## [LA CONSIGNE]
Reproduisez les données ci-dessous en remplaçant chaque occurrence de « brown milkweed seed » par « dried milkweed pod », sans rien modifier d'autre. N'incluez pas les images dans votre réponse.

[Données de pointage]
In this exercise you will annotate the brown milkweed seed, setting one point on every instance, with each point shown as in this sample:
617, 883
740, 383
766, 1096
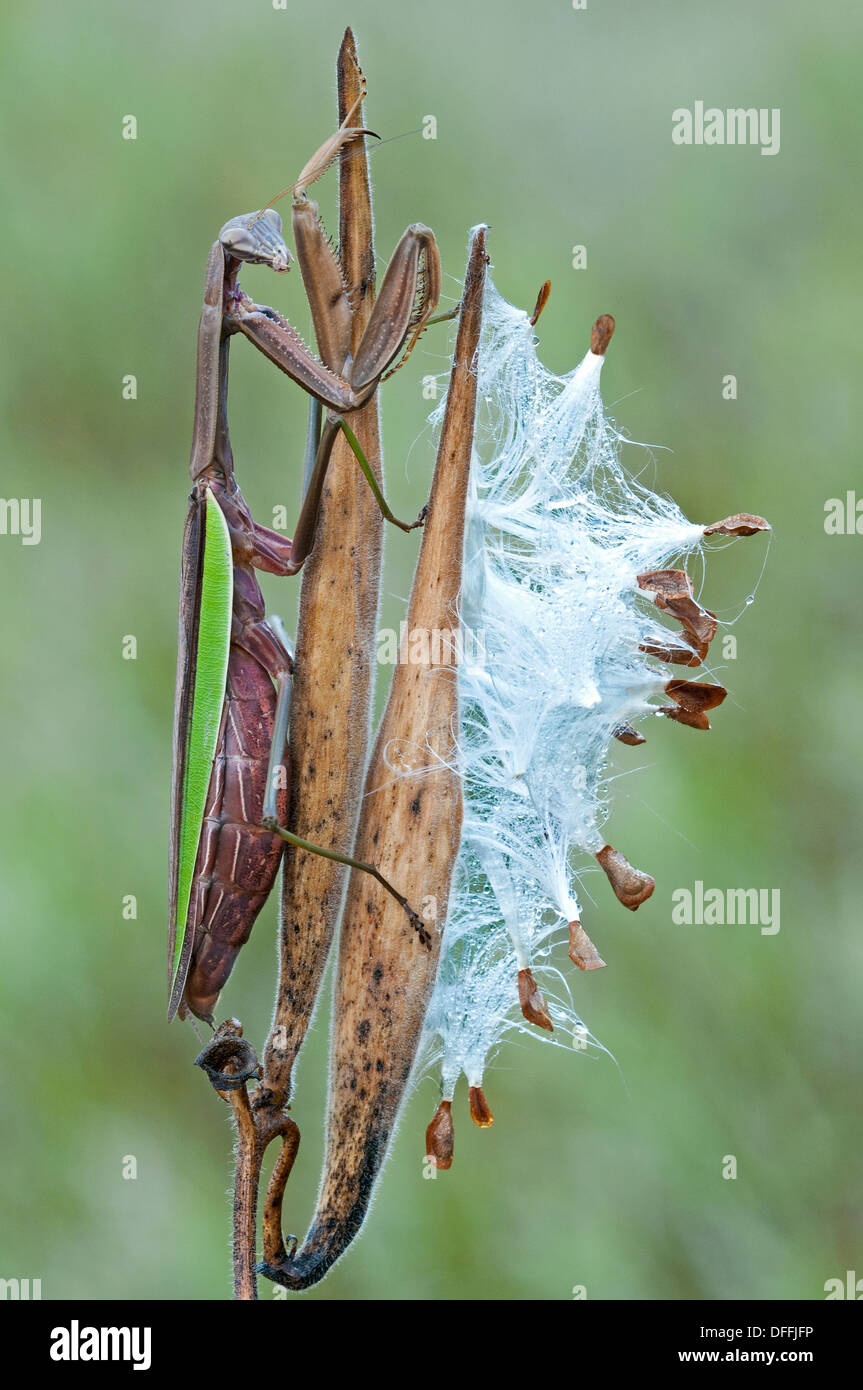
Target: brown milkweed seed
631, 886
582, 952
481, 1114
532, 1002
439, 1136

## [RÉPONSE ATTENDUE]
In this exercise you will annotate the dried milkweed pod, setting one point on every instance, with each point shown as in this sample:
617, 883
740, 383
766, 1096
Target: dried milkweed pod
631, 886
582, 952
481, 1114
532, 1002
439, 1136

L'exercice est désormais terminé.